- **Short exercise**
Rewrite all the data below with "indicate" swapped for "mark" wherever it appears and every other word left as it is. Leave the pictures out of your answer.

- **Provided records**
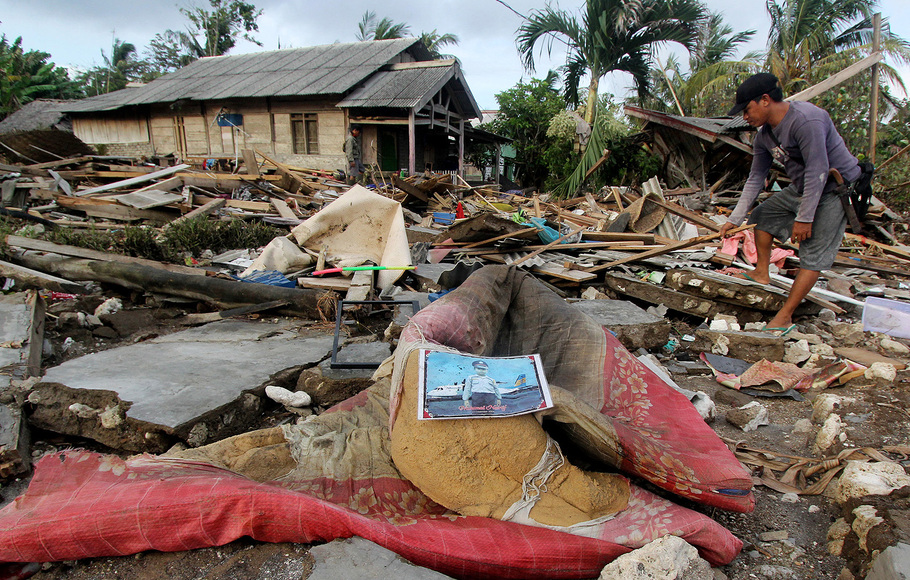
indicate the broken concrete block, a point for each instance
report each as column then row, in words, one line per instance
column 288, row 398
column 823, row 405
column 881, row 373
column 15, row 456
column 828, row 434
column 708, row 284
column 109, row 306
column 634, row 327
column 865, row 519
column 749, row 417
column 775, row 536
column 201, row 381
column 837, row 533
column 678, row 301
column 849, row 334
column 892, row 564
column 860, row 479
column 359, row 559
column 748, row 346
column 894, row 347
column 669, row 557
column 797, row 352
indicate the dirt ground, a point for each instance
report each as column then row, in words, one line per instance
column 876, row 417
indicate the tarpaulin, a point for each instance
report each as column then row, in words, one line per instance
column 333, row 476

- **Answer to the problem**
mark the broken concrete block, a point for each instance
report each as column then row, in words, one line per instance
column 288, row 398
column 823, row 405
column 881, row 373
column 15, row 456
column 828, row 434
column 708, row 284
column 109, row 306
column 634, row 327
column 865, row 519
column 749, row 417
column 775, row 536
column 201, row 381
column 837, row 533
column 678, row 301
column 849, row 334
column 892, row 564
column 860, row 479
column 359, row 559
column 748, row 346
column 894, row 347
column 669, row 557
column 797, row 352
mark the dirt ground, a point for each instance
report each as column then row, in words, one line per instance
column 876, row 417
mark the tarpaulin, a point for each instance
report each as column then row, in words, one line per instance
column 333, row 476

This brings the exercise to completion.